▸ **WORK TO COMPLETE**
Reproduce the entries verbatim, starting at the very first line and ending with, and including, the line that contains "Query: black bicycle".

[Stored data entries]

+-------+

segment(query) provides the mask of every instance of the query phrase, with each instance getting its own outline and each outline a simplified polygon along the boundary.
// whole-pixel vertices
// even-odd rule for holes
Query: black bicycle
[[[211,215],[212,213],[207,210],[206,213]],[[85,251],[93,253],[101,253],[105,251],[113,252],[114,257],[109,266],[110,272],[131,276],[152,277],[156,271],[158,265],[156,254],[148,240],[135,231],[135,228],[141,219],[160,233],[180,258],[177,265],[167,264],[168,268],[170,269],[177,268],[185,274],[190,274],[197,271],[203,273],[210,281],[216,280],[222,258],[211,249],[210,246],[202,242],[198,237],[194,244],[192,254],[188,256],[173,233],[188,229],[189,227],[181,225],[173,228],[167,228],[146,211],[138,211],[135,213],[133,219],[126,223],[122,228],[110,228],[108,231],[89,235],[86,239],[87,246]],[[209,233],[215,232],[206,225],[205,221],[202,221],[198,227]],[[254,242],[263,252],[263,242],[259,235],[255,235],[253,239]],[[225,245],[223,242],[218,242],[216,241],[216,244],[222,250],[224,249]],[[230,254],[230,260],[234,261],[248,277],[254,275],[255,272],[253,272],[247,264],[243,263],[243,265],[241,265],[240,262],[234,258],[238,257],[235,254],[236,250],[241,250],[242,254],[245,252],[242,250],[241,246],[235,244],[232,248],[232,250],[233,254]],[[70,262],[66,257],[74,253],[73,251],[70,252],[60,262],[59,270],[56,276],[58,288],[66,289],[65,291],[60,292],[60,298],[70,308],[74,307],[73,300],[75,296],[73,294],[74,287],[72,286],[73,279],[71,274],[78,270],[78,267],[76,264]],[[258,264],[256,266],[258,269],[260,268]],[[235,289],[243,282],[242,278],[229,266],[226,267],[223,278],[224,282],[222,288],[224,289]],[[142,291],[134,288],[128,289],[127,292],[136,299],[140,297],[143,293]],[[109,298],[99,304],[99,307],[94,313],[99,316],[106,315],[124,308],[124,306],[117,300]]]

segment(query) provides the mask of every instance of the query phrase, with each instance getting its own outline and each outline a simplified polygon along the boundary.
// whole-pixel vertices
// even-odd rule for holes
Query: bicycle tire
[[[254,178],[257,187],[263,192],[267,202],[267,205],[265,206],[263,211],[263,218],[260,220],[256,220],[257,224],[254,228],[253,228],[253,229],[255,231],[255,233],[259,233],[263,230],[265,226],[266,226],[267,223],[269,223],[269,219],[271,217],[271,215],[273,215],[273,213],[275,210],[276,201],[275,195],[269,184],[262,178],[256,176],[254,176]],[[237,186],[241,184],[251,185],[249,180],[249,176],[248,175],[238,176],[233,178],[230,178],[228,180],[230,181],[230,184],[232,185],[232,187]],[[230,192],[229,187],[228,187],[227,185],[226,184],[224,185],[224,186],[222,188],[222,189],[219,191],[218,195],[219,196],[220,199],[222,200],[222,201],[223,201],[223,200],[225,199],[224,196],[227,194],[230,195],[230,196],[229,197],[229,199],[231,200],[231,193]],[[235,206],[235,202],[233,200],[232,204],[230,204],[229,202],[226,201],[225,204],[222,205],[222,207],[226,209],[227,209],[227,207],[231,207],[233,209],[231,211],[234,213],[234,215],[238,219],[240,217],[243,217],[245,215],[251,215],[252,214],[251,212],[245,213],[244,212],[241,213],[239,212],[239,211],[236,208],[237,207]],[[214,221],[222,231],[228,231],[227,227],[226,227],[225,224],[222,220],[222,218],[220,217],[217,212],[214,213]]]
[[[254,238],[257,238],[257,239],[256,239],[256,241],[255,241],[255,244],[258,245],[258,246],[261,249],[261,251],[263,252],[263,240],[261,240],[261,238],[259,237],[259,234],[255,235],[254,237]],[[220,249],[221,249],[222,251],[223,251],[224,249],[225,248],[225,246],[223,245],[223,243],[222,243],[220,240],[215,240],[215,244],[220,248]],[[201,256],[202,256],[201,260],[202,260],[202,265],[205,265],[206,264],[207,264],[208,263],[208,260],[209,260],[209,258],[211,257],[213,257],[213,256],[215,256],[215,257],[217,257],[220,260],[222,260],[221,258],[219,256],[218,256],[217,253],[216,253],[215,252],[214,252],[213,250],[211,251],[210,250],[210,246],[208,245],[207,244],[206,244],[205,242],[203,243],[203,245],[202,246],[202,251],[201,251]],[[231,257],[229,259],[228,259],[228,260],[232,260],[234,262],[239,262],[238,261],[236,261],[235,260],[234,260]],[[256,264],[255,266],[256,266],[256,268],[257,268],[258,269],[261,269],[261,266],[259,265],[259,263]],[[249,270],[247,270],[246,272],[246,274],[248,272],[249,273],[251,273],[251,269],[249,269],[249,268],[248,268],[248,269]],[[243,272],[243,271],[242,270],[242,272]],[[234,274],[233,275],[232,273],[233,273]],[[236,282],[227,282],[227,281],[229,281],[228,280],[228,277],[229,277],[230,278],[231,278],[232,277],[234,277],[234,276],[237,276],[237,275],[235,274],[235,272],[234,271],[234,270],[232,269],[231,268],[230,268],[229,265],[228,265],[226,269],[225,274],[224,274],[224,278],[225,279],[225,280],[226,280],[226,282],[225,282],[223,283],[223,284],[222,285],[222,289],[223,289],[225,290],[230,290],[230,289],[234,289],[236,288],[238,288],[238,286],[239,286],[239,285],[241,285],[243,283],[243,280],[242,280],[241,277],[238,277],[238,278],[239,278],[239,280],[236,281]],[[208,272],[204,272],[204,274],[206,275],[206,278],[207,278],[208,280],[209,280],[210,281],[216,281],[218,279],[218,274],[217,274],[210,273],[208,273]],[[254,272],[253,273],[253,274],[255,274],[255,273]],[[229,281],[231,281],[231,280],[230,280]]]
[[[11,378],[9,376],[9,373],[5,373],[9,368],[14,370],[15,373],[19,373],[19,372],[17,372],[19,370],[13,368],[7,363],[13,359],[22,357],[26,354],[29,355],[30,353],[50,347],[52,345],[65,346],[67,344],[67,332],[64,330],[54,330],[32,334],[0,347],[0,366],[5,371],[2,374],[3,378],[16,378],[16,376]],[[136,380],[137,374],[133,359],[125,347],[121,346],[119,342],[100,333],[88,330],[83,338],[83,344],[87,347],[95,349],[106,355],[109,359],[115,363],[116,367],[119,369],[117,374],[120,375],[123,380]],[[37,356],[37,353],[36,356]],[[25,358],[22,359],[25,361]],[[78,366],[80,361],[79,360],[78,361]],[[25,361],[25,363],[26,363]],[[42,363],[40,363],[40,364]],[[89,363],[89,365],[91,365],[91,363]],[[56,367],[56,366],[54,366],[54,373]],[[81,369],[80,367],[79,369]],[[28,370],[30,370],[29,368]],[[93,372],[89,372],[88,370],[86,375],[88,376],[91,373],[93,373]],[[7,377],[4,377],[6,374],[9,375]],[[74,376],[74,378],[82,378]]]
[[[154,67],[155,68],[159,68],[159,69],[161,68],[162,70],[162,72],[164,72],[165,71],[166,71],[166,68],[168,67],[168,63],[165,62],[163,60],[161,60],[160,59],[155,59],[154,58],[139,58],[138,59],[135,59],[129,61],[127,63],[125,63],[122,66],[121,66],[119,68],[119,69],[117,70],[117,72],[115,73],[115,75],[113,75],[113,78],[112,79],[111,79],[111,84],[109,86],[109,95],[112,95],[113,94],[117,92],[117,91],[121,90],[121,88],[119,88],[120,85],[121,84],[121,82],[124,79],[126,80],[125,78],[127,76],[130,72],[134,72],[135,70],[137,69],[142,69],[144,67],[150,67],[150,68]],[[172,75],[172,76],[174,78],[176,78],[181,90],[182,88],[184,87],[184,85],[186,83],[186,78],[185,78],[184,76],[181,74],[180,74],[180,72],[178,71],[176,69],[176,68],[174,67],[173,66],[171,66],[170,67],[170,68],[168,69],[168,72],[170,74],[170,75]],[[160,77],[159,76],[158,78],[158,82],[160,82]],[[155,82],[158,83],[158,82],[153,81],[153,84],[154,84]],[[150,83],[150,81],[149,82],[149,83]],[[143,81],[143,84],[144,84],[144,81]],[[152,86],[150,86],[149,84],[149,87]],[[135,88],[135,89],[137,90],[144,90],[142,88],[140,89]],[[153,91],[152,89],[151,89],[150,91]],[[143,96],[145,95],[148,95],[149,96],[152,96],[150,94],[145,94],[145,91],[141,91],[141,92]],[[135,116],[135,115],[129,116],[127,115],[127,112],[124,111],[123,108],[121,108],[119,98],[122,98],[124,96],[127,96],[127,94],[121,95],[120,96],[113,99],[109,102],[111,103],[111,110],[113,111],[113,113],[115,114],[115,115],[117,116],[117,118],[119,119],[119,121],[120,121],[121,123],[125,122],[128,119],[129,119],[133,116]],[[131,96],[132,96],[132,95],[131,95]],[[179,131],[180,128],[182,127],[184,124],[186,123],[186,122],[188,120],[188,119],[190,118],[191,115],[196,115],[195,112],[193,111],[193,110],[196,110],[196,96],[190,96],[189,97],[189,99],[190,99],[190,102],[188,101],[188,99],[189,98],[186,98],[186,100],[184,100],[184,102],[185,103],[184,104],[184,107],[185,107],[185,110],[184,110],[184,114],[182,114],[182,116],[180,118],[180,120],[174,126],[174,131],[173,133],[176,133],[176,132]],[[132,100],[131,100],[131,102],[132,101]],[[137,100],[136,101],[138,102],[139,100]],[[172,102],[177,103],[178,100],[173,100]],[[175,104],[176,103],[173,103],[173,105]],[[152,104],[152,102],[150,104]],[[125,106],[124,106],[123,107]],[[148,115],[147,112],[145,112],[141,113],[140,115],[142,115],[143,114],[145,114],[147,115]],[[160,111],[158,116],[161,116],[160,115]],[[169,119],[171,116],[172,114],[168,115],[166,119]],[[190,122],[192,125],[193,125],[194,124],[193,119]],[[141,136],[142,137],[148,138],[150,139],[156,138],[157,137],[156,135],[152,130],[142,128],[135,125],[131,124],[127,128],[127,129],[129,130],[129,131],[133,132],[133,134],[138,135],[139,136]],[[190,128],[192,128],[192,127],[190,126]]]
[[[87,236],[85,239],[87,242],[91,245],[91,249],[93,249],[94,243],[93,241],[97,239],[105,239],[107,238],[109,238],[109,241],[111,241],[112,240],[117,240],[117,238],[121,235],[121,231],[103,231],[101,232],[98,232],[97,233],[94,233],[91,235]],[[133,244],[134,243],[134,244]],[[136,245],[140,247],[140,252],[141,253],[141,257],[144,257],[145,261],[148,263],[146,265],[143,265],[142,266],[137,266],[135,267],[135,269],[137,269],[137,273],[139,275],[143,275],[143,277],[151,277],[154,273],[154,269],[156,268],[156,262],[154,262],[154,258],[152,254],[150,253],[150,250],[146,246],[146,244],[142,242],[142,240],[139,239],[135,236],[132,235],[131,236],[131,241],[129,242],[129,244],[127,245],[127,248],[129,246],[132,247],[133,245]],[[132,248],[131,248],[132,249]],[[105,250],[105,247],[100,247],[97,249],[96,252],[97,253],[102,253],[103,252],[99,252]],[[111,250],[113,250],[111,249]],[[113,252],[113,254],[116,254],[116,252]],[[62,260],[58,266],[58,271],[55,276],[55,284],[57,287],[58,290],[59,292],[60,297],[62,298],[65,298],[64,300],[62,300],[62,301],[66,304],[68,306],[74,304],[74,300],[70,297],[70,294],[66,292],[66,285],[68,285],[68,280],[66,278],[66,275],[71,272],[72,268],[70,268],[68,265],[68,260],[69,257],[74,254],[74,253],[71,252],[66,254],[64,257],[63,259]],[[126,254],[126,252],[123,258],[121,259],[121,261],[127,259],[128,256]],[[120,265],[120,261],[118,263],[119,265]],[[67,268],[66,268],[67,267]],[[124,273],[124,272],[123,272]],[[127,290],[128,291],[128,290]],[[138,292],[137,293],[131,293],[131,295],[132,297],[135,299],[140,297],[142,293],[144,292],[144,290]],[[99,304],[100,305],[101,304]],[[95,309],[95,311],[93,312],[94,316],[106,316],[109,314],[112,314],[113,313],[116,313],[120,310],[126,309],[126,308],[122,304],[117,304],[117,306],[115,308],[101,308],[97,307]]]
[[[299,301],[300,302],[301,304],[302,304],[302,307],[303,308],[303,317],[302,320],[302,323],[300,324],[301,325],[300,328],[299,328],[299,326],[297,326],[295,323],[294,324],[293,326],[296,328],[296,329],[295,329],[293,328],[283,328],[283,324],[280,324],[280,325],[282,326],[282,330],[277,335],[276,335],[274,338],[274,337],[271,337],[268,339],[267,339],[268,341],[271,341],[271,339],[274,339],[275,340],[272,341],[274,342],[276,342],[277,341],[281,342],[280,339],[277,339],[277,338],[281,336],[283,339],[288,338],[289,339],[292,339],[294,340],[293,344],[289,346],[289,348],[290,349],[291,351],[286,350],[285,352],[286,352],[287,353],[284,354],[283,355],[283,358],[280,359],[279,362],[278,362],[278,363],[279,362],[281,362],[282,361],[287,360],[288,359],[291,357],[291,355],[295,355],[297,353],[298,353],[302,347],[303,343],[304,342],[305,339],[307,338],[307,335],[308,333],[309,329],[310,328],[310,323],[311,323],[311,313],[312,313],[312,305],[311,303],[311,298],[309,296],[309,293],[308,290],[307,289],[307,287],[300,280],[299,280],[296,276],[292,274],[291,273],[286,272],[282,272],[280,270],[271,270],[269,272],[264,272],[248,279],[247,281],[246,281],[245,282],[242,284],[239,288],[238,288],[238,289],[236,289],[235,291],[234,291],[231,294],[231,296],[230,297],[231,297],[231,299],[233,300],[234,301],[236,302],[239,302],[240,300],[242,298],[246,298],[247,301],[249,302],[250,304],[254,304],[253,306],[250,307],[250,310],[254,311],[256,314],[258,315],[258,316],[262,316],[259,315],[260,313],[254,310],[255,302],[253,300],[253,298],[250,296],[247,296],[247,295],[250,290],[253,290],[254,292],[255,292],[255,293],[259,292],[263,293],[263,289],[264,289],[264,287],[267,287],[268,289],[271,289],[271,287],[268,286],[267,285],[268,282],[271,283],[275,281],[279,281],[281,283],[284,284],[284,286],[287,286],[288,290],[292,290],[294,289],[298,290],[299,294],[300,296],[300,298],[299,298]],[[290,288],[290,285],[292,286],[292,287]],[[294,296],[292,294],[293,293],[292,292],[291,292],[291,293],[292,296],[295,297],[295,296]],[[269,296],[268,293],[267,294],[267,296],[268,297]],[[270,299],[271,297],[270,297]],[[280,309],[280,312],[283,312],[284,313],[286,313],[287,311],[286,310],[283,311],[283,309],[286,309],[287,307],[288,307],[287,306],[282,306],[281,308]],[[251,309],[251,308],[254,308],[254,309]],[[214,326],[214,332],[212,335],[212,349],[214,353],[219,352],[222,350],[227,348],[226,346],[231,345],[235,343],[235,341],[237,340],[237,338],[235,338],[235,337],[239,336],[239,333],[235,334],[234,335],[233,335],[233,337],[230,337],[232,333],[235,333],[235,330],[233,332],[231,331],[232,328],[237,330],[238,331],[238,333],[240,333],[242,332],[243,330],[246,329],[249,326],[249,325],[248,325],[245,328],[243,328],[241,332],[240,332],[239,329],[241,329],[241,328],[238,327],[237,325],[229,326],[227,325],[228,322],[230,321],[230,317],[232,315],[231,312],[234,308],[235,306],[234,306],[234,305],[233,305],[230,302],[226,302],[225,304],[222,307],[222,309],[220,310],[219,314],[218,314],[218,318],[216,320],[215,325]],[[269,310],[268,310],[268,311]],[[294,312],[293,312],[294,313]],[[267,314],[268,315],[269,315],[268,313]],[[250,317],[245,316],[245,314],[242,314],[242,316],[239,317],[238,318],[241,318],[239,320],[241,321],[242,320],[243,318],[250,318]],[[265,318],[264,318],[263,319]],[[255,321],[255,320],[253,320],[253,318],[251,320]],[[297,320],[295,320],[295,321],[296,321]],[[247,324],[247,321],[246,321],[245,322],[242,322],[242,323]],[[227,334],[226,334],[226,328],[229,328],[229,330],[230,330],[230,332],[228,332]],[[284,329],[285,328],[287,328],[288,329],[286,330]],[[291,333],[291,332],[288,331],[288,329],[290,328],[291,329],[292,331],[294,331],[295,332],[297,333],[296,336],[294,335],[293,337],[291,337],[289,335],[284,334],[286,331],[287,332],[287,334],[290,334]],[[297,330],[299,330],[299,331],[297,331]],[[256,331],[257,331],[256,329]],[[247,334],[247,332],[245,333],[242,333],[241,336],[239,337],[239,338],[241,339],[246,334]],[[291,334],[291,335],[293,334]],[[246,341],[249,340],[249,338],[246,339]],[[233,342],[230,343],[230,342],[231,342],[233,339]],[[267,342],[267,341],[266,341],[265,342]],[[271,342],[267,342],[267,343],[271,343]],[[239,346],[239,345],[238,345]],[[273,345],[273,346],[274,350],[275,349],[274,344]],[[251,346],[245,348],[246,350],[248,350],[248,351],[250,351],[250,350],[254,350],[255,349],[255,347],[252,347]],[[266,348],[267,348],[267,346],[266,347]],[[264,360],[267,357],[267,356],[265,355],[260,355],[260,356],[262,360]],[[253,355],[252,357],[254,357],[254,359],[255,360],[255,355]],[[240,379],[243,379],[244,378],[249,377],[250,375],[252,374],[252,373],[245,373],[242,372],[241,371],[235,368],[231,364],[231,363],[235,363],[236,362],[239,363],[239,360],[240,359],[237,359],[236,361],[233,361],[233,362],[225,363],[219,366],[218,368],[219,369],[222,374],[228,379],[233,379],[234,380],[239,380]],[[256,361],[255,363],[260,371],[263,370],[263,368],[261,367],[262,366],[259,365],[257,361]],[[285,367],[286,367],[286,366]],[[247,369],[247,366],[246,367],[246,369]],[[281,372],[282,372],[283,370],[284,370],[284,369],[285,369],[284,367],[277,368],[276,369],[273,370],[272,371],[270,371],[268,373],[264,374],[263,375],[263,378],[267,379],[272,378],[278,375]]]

+-------+

▸ **EXERCISE OUTPUT**
segment(query) provides the mask of every instance of the query phrase, with each instance getting its own outline and each outline a simplified polygon along the boundary.
// whole-pixel vertices
// even-odd rule for holes
Query: black bicycle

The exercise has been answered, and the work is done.